Zhiyuan Cheng; Ge Song; Yan Fu

doi:10.52601/bpr.2022.220024

. 2022 Dec 31;8(5-6):269–281. doi: 10.52601/bpr.2022.220024

A protocol of using PTMiner for quality control and localization of protein modifications identified by open or closed search of tandem mass spectra

Zhiyuan Cheng ^1,⁴, Ge Song ^2,³, Yan Fu ^1,^4,^*

PMCID: PMC10166509 PMID: 37287873

Abstract

In recent years, an open search of tandem mass spectra has greatly promoted the detection of post-translational modifications (PTMs) in shotgun proteomics. However, post-processing of the results from open searches remains an unsatisfactorily resolved problem, which hinders the open search mode from wide practical use. PTMiner is a software tool based on dedicated statistical algorithms for reliable filtering, localization and annotation of the modifications (mass shifts) detected by open search. Furthermore, PTMiner also supports quality control and re-localization of modifications identified by the traditional closed search. In this protocol, we describe how to use PTMiner for the two search modes. Currently, the search engines supported by PTMiner include pFind, MSFragger, MaxQuant, Comet, MS-GF + and SEQUEST.
★ ★ ★ ★
**REQUIRED ACTIONS**
A) Rewrite the passage of the PTMiner article starting at "PMCID: PMC10166509 PMID: 37287873" and ending at "MS-GF + and SEQUEST.", replacing "shotgun proteomics" with "bottom-up proteomics".
B) Answer these questions on the PTMiner article:
(i) What is the article's PMID?
(ii) What two things does PTMiner support for modifications identified by the traditional closed search?
(iii) Which search engines does PTMiner currently support?
The records that follow are separate material and are unrelated to the PTMiner article.
★ ★ ★ ★
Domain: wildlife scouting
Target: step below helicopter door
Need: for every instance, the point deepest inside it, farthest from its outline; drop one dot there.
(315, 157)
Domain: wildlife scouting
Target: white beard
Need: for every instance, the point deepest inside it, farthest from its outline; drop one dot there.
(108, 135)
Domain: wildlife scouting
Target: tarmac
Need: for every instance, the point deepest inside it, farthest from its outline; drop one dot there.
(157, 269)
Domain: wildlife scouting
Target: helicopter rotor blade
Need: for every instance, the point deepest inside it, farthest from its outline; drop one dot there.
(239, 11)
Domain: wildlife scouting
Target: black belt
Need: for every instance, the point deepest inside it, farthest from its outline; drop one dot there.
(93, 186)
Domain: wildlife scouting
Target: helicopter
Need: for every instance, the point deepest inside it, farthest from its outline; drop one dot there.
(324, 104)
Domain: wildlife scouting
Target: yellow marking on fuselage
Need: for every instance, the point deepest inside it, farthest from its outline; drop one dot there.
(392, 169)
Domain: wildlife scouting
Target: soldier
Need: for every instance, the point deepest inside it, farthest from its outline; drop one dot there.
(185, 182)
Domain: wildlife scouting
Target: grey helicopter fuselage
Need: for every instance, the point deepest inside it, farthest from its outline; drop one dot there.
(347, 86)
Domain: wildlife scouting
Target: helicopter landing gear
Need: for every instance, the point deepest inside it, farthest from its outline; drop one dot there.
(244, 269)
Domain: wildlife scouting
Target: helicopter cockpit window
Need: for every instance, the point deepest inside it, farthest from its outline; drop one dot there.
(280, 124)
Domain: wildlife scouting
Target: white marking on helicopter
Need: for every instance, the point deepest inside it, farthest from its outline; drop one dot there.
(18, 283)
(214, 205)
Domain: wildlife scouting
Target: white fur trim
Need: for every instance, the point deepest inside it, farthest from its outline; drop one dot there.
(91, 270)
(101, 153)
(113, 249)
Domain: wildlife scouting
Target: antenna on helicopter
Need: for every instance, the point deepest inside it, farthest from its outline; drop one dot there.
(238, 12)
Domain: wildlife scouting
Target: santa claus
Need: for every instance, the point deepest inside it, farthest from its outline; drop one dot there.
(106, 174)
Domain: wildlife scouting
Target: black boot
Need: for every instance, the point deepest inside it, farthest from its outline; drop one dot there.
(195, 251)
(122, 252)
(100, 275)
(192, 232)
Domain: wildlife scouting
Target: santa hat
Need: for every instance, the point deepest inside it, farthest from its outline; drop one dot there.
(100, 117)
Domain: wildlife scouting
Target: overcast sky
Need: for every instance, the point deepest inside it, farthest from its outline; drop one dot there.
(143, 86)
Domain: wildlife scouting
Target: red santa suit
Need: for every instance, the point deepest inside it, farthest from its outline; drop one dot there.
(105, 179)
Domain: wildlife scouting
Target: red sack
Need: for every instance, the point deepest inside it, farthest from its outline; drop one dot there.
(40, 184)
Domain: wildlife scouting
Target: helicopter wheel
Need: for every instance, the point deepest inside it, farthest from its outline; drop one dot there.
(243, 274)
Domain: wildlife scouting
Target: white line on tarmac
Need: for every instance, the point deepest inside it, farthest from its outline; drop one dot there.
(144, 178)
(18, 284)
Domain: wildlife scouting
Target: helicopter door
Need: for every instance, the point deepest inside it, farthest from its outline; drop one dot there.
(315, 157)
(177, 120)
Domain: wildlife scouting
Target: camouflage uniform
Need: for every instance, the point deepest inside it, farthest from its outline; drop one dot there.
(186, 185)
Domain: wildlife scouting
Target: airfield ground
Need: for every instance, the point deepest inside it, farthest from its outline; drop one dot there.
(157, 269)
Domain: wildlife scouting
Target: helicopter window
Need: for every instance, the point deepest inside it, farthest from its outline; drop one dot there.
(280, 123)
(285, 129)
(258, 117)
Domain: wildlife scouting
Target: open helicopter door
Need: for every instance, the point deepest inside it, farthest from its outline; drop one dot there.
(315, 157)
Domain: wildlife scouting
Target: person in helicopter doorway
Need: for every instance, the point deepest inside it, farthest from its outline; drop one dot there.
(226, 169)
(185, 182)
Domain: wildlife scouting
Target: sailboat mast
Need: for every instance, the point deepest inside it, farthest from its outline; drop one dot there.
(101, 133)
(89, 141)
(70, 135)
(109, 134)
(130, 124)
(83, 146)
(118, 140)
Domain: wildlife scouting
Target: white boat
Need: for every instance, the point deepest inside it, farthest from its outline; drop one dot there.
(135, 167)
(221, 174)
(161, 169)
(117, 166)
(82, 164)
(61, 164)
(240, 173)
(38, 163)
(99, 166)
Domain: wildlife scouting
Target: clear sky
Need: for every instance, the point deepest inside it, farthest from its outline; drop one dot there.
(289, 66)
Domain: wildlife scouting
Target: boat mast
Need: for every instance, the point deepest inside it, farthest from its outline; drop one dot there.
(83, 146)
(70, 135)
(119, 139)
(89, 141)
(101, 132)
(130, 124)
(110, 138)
★ ★ ★ ★
**LIST OF ANSWERS**
A)
PMCID: PMC10166509 PMID: 37287873

Abstract

In recent years, an open search of tandem mass spectra has greatly promoted the detection of post-translational modifications (PTMs) in bottom-up proteomics. However, post-processing of the results from open searches remains an unsatisfactorily resolved problem, which hinders the open search mode from wide practical use. PTMiner is a software tool based on dedicated statistical algorithms for reliable filtering, localization and annotation of the modifications (mass shifts) detected by open search. Furthermore, PTMiner also supports quality control and re-localization of modifications identified by the traditional closed search. In this protocol, we describe how to use PTMiner for the two search modes. Currently, the search engines supported by PTMiner include pFind, MSFragger, MaxQuant, Comet, MS-GF + and SEQUEST.

B)
(i) 37287873
(ii) Quality control and re-localization
(iii) pFind, MSFragger, MaxQuant, Comet, MS-GF + and SEQUEST